Apply what you read ::
1. In the report on Canadian film and TV production, switch "foreign productions" to "international productions" and write out the passage, beginning at the words "A report from" and stopping after "to $3.5 billion.".
2. Answer these questions using the report on Canadian film and TV production.
(a) Which group put out the report?
(b) What was the previous spending record, and in what year was it set?
(c) What challenges ahead does the report name?
3. Write the next part of the article on Canadian film and TV production spending, continuing after its final sentence.

Passage to read ::
____________
Canadian film and TV production rebounded in 2021/22 from early pandemic woes: report

·2 min read

Canadian producers say spending on film and TV productions leapt by a record 28 per cent during the second year of the pandemic.

A report from the Canadian Media Producers Association (CMPA) found a “robust rebound” between April 1, 2021 and March 31, 2022.

It says spending jumped more than $2.5 billion to an all-time high of $11.7 billion. That's also nearly 22 per cent higher than the previous record of $9.6 billion in 2019/20, before the pandemic.

The biggest growth was in foreign productions shot in Canada, which rose 27 per cent to $6.7 billion, and Canadian television production, which jumped 39 per cent to $3.5 billion.

But producers say it's uncertain whether such growth can be sustained, pegging the bump to short-term government funds that helped the industry withstand COVID-19 restrictions and Canadian broadcasters who increased commissions and spending that had dropped earlier in the pandemic.

The report says challenges ahead include lingering inflation and a possible recession.
____________
[Stored items from a collection]
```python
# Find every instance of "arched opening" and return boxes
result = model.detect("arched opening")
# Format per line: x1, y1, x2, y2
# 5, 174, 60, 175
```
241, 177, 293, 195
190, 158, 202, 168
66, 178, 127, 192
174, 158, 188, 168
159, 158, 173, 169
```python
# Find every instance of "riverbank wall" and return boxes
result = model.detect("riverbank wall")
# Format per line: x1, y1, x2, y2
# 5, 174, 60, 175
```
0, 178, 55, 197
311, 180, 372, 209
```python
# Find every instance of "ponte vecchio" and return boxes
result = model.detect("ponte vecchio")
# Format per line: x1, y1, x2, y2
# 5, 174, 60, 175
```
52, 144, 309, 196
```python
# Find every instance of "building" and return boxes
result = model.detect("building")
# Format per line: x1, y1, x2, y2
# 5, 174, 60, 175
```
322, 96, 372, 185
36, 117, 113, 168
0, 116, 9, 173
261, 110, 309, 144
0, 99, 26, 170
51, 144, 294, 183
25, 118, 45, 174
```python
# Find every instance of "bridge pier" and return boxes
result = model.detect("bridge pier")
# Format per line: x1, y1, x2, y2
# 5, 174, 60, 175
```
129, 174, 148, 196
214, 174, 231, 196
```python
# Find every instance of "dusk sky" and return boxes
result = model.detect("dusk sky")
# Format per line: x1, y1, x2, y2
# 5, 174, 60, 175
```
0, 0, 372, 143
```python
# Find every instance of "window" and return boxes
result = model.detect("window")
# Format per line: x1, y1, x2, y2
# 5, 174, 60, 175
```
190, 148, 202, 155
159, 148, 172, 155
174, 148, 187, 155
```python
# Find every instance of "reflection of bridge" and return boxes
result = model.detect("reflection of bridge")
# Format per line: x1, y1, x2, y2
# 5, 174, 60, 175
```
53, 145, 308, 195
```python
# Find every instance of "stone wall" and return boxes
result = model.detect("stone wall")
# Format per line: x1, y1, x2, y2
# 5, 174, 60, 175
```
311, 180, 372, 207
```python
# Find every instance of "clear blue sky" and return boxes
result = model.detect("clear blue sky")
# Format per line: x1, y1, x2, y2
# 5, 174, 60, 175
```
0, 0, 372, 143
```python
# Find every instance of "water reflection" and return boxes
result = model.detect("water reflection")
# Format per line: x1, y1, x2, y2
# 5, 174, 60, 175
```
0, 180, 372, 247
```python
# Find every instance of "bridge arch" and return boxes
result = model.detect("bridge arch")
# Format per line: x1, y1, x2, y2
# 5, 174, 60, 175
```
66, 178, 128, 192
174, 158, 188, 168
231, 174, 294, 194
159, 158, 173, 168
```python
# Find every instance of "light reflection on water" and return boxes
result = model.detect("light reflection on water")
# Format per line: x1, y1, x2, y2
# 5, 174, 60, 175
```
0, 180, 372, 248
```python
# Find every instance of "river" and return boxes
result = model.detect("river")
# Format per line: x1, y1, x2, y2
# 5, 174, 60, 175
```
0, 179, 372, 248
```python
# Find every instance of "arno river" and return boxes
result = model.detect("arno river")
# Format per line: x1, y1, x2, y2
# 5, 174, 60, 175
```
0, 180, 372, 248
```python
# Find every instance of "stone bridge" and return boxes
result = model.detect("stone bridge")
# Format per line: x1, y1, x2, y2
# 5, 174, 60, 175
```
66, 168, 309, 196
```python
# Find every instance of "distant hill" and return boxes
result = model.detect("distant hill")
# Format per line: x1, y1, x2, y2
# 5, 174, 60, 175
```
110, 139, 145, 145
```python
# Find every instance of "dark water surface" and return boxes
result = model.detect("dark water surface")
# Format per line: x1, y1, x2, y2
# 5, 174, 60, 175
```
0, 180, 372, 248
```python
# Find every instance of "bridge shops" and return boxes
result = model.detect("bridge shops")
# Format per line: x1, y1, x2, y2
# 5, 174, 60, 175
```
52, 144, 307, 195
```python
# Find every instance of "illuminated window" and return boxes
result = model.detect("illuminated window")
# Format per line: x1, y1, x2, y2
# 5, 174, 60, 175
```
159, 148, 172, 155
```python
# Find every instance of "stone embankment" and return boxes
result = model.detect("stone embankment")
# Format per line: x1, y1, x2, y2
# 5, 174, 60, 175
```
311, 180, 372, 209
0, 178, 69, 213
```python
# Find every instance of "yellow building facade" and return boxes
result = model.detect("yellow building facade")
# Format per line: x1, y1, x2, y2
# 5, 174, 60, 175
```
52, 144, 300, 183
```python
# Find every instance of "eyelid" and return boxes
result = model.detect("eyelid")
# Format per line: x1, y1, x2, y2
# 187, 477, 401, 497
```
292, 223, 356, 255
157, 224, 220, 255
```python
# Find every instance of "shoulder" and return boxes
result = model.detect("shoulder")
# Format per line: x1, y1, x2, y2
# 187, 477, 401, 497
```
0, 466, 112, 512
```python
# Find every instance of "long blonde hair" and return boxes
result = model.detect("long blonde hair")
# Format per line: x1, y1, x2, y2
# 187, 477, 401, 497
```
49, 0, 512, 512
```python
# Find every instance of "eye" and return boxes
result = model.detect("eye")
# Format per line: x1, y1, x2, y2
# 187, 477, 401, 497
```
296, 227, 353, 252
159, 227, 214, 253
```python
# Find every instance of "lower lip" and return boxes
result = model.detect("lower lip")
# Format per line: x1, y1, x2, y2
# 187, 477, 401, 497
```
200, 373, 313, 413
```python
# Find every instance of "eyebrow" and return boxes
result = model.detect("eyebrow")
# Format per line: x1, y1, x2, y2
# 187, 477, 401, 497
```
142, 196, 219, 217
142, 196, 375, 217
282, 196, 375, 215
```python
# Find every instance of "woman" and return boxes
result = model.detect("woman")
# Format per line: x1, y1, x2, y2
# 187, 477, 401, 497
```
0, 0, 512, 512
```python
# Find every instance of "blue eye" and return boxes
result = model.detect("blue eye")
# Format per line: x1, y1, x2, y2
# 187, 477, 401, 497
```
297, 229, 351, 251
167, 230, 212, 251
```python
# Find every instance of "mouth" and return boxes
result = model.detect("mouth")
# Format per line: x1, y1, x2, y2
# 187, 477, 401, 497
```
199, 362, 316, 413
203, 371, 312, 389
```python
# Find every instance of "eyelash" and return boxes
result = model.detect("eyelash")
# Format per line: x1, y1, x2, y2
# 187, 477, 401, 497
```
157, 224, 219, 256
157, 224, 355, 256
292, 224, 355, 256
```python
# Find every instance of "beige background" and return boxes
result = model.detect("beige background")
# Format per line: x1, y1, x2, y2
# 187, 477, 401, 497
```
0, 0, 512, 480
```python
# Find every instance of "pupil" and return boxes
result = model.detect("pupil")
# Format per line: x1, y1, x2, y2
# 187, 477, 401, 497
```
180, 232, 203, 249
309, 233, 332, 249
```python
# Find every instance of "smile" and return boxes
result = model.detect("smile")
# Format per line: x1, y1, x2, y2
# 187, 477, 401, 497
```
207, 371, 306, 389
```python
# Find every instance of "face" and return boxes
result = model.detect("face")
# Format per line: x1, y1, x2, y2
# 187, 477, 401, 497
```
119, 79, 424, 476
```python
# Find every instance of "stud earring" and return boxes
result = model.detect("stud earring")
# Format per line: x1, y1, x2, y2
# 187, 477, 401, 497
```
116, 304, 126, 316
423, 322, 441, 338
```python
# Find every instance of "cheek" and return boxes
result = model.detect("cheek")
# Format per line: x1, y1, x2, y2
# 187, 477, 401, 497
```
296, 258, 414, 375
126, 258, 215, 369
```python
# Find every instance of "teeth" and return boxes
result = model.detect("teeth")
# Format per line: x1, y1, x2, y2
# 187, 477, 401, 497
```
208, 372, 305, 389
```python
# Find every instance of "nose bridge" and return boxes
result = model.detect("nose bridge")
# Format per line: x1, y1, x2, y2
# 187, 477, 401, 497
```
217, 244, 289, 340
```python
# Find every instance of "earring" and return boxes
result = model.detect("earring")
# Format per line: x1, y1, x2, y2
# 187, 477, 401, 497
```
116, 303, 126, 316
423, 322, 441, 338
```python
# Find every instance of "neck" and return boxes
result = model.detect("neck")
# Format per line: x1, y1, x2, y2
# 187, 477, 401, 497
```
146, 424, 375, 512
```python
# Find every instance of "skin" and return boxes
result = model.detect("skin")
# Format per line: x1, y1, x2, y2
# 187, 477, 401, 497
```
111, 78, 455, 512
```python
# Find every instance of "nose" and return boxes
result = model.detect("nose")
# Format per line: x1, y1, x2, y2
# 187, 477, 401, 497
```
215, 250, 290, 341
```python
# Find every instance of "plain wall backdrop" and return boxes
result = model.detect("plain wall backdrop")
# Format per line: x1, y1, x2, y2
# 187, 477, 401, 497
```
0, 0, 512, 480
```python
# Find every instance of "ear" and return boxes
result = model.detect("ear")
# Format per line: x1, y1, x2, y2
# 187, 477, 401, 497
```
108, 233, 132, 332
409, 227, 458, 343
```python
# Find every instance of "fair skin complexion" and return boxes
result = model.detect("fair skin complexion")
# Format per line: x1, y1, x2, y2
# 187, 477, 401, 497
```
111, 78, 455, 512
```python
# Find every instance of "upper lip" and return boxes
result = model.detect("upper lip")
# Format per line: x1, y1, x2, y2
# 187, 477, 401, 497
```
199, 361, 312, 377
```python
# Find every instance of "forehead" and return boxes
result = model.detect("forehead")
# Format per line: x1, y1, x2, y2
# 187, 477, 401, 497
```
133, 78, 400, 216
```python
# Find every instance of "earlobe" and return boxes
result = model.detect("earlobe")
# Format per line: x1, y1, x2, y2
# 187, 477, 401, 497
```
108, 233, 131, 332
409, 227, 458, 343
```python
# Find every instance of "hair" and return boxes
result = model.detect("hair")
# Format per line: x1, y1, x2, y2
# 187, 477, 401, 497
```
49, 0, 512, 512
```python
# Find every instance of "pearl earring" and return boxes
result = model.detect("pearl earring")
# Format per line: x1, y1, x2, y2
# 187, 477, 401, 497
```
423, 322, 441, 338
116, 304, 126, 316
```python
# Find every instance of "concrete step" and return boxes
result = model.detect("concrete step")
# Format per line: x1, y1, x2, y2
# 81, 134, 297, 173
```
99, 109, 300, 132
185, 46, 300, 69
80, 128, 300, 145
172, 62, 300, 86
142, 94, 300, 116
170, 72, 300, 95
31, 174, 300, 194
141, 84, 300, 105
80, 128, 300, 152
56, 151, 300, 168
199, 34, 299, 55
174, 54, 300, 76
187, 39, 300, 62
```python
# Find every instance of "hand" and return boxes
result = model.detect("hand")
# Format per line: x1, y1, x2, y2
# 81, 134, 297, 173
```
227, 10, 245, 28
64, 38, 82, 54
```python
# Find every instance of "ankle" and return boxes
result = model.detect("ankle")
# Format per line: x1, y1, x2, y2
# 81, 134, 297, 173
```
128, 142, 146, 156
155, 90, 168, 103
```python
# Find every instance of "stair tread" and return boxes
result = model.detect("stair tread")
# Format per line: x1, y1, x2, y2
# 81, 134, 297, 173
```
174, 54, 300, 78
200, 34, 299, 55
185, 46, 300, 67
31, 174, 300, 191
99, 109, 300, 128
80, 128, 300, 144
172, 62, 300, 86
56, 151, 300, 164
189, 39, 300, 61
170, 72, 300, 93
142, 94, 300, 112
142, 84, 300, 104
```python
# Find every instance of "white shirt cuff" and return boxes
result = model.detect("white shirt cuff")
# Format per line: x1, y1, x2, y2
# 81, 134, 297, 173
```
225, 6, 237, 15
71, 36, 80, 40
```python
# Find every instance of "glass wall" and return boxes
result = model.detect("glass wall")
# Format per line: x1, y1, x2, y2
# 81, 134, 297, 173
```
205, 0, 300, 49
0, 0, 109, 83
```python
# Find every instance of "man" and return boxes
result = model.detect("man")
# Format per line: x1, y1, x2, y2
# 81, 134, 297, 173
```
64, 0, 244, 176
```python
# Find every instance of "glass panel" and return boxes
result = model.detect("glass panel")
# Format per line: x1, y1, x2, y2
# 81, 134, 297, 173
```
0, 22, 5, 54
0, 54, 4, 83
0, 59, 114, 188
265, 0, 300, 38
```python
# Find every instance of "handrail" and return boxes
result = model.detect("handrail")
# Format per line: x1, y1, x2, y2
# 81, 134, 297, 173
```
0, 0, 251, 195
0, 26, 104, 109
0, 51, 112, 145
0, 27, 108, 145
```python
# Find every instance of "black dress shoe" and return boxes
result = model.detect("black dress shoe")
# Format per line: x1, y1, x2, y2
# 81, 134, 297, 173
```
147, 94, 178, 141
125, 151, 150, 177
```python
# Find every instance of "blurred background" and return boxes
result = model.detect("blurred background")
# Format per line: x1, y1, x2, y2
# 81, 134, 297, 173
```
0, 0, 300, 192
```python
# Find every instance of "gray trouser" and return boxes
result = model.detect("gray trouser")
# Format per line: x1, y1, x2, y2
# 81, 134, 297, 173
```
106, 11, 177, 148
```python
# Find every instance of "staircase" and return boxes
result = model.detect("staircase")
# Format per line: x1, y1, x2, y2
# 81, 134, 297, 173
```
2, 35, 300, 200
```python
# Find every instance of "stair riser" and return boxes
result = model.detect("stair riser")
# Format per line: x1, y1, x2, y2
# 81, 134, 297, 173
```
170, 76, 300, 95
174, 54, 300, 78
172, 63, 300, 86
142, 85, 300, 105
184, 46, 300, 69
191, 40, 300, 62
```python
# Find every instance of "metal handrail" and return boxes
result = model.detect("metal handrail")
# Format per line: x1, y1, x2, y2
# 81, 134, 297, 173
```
____________
Your responses ::
1.
A report from the Canadian Media Producers Association (CMPA) found a “robust rebound” between April 1, 2021 and March 31, 2022.

It says spending jumped more than $2.5 billion to an all-time high of $11.7 billion. That's also nearly 22 per cent higher than the previous record of $9.6 billion in 2019/20, before the pandemic.

The biggest growth was in international productions shot in Canada, which rose 27 per cent to $6.7 billion, and Canadian television production, which jumped 39 per cent to $3.5 billion.

2.
(a) The Canadian Media Producers Association (CMPA).
(b) $9.6 billion, in 2019/20.
(c) Lingering inflation and a possible recession.

3.
It adds that this was the first time Canadian television production increased year-over-year since the 2018/19 period. The pandemic’s early days stalled two years of steady growth and further widened the gap between the number of domestic and foreign productions shot in Canada, says the report.

The CMPA's president and CEO said in a release that overall growth shows the resilience of Canada's independent producers, but he flagged concerns.

“The gap between domestic and service production continues to widen. We look forward to working with all stakeholders to ensure a healthy and balanced production ecosystem for decades to come,” Reynolds Mastin said Wednesday.

The report found Canadian theatrical feature film production also rebounded from the pandemic downturn.

That sector jumped 44 per cent to a 10-year high of $387 million, with bigger gains in the French-language market which leapt 65 per cent to an all-time record of $141 million.